Find the line with "Task: point out every instance of the tall" in the entries below. Repeat it, every following line, and the line with "Task: point out every instance of the heron beak", exactly and with nothing added.

[Items listed in a dataset]
== Segment start ==

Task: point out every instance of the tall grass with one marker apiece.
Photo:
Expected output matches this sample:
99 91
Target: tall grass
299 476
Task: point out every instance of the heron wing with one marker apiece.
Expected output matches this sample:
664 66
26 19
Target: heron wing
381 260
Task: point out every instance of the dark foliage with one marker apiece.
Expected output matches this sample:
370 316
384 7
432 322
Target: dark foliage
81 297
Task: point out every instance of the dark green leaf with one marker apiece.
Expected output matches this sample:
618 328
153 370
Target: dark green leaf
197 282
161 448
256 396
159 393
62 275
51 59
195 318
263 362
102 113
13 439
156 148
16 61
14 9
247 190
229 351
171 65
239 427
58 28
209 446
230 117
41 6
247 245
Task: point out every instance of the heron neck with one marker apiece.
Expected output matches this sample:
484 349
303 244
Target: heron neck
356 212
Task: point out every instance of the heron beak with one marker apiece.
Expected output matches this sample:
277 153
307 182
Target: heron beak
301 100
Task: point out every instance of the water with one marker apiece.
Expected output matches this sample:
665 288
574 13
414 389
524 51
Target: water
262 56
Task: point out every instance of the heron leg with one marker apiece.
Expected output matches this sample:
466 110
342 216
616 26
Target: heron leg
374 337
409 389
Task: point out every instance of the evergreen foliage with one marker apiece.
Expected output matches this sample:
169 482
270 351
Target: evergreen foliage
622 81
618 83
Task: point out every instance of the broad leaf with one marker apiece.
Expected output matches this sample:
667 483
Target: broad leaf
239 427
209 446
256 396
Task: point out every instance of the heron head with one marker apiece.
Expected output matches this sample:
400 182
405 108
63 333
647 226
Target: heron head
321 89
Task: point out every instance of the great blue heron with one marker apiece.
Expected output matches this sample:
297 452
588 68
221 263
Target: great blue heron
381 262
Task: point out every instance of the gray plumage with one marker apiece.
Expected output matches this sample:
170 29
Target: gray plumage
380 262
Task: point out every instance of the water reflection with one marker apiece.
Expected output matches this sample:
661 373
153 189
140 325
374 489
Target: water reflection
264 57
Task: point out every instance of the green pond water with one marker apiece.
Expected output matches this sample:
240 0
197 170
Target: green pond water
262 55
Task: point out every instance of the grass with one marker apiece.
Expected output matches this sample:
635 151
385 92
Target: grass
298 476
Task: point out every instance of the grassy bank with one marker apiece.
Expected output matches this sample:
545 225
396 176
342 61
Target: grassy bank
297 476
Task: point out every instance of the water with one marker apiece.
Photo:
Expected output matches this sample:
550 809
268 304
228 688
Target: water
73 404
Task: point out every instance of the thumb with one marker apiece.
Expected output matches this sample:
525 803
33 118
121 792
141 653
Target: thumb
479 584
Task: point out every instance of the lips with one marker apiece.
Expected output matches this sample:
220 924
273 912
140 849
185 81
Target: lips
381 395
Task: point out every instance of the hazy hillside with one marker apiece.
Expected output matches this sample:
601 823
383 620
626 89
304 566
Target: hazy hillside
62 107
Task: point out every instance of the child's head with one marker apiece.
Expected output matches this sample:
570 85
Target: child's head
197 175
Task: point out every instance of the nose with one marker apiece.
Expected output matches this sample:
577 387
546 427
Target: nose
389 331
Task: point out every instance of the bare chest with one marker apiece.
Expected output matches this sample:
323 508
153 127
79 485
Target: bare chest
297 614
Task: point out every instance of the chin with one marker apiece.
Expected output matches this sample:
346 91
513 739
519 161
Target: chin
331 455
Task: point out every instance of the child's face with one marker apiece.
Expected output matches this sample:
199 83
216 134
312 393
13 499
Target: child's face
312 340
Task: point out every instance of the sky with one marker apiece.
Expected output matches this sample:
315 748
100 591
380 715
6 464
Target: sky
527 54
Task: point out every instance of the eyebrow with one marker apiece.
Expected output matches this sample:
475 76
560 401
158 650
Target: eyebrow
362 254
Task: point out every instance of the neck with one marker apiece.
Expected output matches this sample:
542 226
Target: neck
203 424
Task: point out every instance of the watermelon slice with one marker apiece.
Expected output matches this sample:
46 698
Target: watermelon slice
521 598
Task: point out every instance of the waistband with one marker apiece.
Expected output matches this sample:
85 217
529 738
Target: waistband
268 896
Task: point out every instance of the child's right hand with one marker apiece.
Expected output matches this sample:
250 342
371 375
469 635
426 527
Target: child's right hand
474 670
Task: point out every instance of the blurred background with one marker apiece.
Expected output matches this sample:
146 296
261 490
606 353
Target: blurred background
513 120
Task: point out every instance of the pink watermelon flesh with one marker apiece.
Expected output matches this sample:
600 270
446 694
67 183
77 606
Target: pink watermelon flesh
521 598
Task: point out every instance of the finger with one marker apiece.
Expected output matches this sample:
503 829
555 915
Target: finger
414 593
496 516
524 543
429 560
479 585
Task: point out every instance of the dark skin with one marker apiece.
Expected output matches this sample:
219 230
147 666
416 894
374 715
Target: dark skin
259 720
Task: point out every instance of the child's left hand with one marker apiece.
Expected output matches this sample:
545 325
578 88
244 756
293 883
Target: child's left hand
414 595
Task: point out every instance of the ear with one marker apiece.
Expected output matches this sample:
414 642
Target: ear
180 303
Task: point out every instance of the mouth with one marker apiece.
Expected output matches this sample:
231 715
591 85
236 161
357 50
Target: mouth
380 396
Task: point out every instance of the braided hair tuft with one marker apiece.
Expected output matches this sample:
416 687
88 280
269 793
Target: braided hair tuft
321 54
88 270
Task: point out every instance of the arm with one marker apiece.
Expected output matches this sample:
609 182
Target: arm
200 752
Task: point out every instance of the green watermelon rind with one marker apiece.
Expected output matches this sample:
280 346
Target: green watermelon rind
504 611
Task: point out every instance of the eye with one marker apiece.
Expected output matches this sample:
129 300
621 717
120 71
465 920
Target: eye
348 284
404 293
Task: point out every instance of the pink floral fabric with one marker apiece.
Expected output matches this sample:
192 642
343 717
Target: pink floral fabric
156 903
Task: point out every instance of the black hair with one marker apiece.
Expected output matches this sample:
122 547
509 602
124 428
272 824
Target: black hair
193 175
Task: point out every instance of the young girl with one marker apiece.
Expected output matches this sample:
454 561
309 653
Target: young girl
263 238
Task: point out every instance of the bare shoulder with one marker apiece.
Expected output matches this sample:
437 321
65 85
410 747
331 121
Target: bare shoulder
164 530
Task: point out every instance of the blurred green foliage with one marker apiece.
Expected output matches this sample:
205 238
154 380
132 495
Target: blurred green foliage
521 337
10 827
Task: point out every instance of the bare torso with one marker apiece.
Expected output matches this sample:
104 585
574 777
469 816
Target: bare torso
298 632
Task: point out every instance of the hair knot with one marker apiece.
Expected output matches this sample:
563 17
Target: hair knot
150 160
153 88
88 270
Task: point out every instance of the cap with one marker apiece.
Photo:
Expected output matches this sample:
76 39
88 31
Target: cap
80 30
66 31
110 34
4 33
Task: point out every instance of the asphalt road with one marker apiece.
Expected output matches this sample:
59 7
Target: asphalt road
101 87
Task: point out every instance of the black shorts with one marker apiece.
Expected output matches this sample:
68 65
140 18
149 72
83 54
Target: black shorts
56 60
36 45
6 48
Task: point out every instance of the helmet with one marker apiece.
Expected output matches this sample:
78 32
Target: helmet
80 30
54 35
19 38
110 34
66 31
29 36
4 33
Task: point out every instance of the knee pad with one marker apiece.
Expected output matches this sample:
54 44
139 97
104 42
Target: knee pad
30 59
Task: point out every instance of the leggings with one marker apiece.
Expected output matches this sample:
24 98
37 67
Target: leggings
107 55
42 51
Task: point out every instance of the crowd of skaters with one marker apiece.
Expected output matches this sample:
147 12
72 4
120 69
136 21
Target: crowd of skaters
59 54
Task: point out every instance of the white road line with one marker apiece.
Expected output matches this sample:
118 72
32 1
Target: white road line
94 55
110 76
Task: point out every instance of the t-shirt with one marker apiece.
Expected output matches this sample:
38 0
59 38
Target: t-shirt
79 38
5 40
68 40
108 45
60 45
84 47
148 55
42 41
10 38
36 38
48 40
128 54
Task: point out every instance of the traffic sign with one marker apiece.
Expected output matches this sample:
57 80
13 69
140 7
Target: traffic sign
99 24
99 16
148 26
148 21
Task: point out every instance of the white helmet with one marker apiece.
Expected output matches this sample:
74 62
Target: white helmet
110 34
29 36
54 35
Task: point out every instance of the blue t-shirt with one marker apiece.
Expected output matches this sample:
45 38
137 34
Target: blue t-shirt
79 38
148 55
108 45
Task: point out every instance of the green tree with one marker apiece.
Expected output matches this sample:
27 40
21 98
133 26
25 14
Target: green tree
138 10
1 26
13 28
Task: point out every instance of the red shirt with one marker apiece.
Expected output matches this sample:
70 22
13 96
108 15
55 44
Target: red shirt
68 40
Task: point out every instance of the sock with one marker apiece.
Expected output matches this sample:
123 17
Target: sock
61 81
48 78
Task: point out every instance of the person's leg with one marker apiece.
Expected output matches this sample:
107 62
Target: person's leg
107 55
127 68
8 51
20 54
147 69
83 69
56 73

== Segment end ==
== Segment start ==

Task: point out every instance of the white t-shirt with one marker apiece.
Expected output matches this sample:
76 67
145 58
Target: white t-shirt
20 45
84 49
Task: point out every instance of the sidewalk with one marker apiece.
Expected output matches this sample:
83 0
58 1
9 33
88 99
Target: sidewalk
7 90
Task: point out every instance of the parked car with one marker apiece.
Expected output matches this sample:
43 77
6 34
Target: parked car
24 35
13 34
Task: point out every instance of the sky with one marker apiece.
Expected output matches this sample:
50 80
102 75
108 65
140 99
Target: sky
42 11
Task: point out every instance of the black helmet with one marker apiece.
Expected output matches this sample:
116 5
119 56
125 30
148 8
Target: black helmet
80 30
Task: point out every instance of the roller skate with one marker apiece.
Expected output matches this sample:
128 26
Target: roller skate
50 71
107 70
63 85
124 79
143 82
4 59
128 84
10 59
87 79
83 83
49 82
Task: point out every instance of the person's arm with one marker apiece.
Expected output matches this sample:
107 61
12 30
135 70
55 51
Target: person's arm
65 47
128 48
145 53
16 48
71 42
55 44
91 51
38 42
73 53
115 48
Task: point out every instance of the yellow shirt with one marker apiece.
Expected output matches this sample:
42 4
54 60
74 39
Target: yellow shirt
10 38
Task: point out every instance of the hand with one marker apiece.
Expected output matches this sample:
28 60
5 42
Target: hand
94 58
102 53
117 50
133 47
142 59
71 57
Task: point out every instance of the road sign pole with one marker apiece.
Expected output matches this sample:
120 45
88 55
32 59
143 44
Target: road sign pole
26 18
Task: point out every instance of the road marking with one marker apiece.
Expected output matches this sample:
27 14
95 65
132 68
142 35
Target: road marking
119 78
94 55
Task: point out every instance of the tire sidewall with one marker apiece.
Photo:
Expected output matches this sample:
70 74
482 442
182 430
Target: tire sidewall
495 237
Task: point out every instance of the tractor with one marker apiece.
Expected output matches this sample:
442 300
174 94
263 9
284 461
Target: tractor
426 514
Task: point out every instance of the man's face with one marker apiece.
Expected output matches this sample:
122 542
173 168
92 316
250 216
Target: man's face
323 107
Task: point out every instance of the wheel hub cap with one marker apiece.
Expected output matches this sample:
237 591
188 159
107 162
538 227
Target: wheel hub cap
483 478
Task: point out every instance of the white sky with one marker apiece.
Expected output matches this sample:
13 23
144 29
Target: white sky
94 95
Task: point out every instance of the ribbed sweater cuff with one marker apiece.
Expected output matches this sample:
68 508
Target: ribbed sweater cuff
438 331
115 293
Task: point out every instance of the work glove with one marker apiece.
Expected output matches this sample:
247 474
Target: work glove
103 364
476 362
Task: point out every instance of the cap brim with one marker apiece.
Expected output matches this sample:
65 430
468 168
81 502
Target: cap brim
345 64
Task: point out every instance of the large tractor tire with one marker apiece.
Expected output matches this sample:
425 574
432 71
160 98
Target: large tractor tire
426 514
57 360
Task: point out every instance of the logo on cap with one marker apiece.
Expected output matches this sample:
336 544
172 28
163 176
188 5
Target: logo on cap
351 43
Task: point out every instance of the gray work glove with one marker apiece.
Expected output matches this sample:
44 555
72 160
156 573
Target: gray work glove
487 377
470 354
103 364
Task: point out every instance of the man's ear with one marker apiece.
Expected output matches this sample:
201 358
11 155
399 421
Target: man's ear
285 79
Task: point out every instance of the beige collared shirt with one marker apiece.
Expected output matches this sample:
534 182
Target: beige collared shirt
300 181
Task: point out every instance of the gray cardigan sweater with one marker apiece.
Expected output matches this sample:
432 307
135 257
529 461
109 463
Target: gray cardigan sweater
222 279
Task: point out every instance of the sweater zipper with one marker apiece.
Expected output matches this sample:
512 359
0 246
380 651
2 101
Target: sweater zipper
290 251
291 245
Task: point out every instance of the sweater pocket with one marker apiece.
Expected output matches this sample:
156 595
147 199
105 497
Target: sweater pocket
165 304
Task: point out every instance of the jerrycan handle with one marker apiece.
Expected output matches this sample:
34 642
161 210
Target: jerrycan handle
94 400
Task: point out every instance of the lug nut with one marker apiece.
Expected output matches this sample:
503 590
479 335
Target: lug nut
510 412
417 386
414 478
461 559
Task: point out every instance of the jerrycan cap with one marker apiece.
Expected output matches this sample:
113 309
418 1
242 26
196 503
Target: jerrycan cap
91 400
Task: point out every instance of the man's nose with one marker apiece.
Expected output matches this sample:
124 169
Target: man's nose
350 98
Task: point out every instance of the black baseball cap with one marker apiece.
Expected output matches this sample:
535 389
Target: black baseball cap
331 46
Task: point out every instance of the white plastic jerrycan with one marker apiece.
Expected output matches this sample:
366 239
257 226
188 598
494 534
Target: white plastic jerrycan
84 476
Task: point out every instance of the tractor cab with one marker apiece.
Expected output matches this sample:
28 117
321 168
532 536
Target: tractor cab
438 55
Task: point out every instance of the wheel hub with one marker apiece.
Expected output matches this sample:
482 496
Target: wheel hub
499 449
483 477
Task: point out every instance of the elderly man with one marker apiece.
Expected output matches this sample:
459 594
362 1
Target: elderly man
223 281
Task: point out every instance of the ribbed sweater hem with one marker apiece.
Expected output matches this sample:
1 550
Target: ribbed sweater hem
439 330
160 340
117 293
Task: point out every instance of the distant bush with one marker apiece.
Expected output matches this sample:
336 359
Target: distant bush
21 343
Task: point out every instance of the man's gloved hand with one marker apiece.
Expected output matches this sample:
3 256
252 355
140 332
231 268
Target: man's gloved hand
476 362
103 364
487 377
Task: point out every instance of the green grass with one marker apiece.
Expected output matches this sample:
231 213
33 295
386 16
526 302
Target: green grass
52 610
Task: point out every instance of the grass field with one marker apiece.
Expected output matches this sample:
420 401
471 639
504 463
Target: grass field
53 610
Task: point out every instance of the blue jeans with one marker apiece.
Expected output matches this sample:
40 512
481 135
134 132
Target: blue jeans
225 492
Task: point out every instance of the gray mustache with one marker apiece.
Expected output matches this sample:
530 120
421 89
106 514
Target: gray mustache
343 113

== Segment end ==

> _Problem solution_
Task: point out every instance of the tall grass with one marker apiece.
Photo:
Expected output matches this sample:
99 91
Target: tall grass
299 476
Task: point out every instance of the heron wing with one marker apiece.
Expected output matches this sample:
664 66
26 19
Target: heron wing
381 260
Task: point out every instance of the dark foliage with one marker apiece.
Expected output matches this sample:
370 316
384 7
432 322
Target: dark foliage
81 297
Task: point out every instance of the dark green leaf with one marker apiece.
Expected output matches this sample:
618 328
153 370
Target: dark green leaf
197 282
161 448
256 396
159 393
62 275
51 59
195 318
263 362
102 113
13 439
156 148
16 61
14 9
247 190
229 351
171 65
239 427
58 28
209 446
230 117
41 6
247 245
Task: point out every instance of the heron neck with one marker apiece.
Expected output matches this sample:
484 349
303 244
Target: heron neck
356 212
Task: point out every instance of the heron beak with one marker apiece.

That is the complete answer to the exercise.